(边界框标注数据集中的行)
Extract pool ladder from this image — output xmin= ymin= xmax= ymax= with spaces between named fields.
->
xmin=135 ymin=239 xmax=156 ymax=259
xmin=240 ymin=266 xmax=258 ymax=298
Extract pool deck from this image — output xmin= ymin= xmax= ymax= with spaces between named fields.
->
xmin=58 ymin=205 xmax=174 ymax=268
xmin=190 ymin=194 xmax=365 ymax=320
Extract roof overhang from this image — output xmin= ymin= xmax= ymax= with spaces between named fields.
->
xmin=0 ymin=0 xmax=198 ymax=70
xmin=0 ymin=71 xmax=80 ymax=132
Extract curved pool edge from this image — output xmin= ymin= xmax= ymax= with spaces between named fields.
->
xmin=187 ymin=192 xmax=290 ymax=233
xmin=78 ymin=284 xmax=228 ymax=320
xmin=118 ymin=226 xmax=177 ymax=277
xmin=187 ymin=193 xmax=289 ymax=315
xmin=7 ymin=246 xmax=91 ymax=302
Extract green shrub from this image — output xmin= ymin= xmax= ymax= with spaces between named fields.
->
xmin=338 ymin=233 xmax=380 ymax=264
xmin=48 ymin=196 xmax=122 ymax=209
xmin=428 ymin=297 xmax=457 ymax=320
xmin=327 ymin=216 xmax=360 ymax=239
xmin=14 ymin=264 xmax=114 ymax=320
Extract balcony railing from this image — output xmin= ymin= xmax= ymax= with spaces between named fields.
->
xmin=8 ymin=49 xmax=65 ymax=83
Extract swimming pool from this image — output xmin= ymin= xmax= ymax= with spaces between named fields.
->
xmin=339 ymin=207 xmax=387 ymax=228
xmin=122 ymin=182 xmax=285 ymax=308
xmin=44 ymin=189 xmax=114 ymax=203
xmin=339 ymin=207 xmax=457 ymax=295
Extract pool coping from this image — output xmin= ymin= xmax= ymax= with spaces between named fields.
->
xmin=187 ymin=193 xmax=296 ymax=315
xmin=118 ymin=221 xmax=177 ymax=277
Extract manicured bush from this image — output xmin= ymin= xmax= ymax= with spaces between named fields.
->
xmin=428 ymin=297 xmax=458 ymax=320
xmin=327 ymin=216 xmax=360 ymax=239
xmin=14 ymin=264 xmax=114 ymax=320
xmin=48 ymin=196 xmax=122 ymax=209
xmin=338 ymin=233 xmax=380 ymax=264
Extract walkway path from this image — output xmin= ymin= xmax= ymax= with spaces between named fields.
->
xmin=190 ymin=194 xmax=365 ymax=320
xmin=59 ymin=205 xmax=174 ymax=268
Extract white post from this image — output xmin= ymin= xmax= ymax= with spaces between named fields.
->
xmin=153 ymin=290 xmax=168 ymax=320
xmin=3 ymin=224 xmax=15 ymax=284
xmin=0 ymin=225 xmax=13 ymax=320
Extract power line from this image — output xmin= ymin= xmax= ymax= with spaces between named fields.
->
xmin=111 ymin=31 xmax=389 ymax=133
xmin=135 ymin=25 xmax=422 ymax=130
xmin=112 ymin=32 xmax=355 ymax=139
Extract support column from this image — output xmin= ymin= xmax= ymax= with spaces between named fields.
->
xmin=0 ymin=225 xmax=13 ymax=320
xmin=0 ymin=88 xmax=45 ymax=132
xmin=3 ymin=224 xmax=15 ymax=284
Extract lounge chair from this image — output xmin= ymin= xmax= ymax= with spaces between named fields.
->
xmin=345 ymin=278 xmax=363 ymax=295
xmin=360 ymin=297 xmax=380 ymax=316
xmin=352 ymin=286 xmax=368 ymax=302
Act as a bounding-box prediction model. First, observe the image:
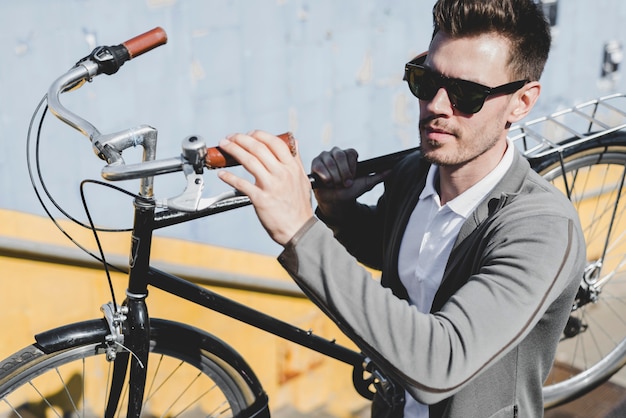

所需内容 -> 将上面这些行改写成编号列表，略去空行。答案中不要包含图片。

完整输出 ->
1. Extract pool ladder from this image — output xmin= ymin= xmax= ymax= with spaces between named fields.
2. ->
3. xmin=135 ymin=239 xmax=156 ymax=259
4. xmin=240 ymin=266 xmax=258 ymax=298
5. Extract pool deck from this image — output xmin= ymin= xmax= ymax= with spaces between named fields.
6. ->
7. xmin=58 ymin=205 xmax=174 ymax=268
8. xmin=190 ymin=194 xmax=365 ymax=320
9. Extract roof overhang from this image — output xmin= ymin= xmax= ymax= with spaces between named fields.
10. ->
11. xmin=0 ymin=0 xmax=198 ymax=70
12. xmin=0 ymin=71 xmax=80 ymax=132
13. Extract curved pool edge from this image — output xmin= ymin= xmax= ymax= with spaces between named fields.
14. ->
15. xmin=187 ymin=192 xmax=290 ymax=233
16. xmin=78 ymin=284 xmax=228 ymax=320
17. xmin=118 ymin=226 xmax=177 ymax=277
18. xmin=187 ymin=193 xmax=289 ymax=315
19. xmin=7 ymin=246 xmax=91 ymax=302
20. Extract green shrub from this image — output xmin= ymin= xmax= ymax= with spaces between named fields.
21. ->
22. xmin=338 ymin=233 xmax=380 ymax=264
23. xmin=48 ymin=196 xmax=122 ymax=209
24. xmin=428 ymin=297 xmax=457 ymax=320
25. xmin=327 ymin=216 xmax=360 ymax=239
26. xmin=14 ymin=264 xmax=114 ymax=320
27. Extract balcony railing from this image — output xmin= ymin= xmax= ymax= with spaces between named fields.
28. ->
29. xmin=8 ymin=49 xmax=65 ymax=83
30. Extract swimming pool from this image — output xmin= ymin= xmax= ymax= with spaces between named fields.
31. ->
32. xmin=339 ymin=207 xmax=387 ymax=228
33. xmin=122 ymin=182 xmax=285 ymax=308
34. xmin=44 ymin=189 xmax=114 ymax=203
35. xmin=339 ymin=207 xmax=457 ymax=295
36. Extract pool coping from this image — output xmin= ymin= xmax= ymax= with spaces between named fields.
37. ->
38. xmin=187 ymin=193 xmax=296 ymax=315
39. xmin=118 ymin=221 xmax=177 ymax=277
40. Extract manicured bush from this image — output xmin= ymin= xmax= ymax= with spaces between named fields.
41. ->
42. xmin=428 ymin=297 xmax=458 ymax=320
43. xmin=327 ymin=216 xmax=360 ymax=239
44. xmin=14 ymin=264 xmax=114 ymax=320
45. xmin=48 ymin=196 xmax=122 ymax=209
46. xmin=338 ymin=233 xmax=380 ymax=264
47. Extract walkway path from this image — output xmin= ymin= xmax= ymax= with spaces between named fields.
48. ->
49. xmin=190 ymin=194 xmax=365 ymax=320
50. xmin=59 ymin=205 xmax=174 ymax=268
51. Extract white post from this image — output xmin= ymin= xmax= ymax= with spaces between named fields.
52. ->
53. xmin=153 ymin=290 xmax=168 ymax=320
54. xmin=3 ymin=224 xmax=15 ymax=284
55. xmin=0 ymin=225 xmax=13 ymax=320
56. Extract power line from this image — output xmin= ymin= xmax= ymax= with spaces between named fields.
57. ->
58. xmin=111 ymin=31 xmax=389 ymax=133
59. xmin=135 ymin=25 xmax=422 ymax=130
60. xmin=112 ymin=32 xmax=355 ymax=139
61. Extract support column from this image — output xmin= ymin= xmax= ymax= with spaces between named fields.
62. ->
63. xmin=0 ymin=225 xmax=13 ymax=320
64. xmin=0 ymin=88 xmax=45 ymax=132
65. xmin=3 ymin=224 xmax=15 ymax=284
66. Extract lounge chair from this image — output xmin= ymin= xmax= ymax= with spaces between named fields.
67. ->
68. xmin=345 ymin=278 xmax=363 ymax=295
69. xmin=360 ymin=297 xmax=380 ymax=316
70. xmin=352 ymin=286 xmax=368 ymax=302
71. Act as a bounding-box prediction model. First, observe the image:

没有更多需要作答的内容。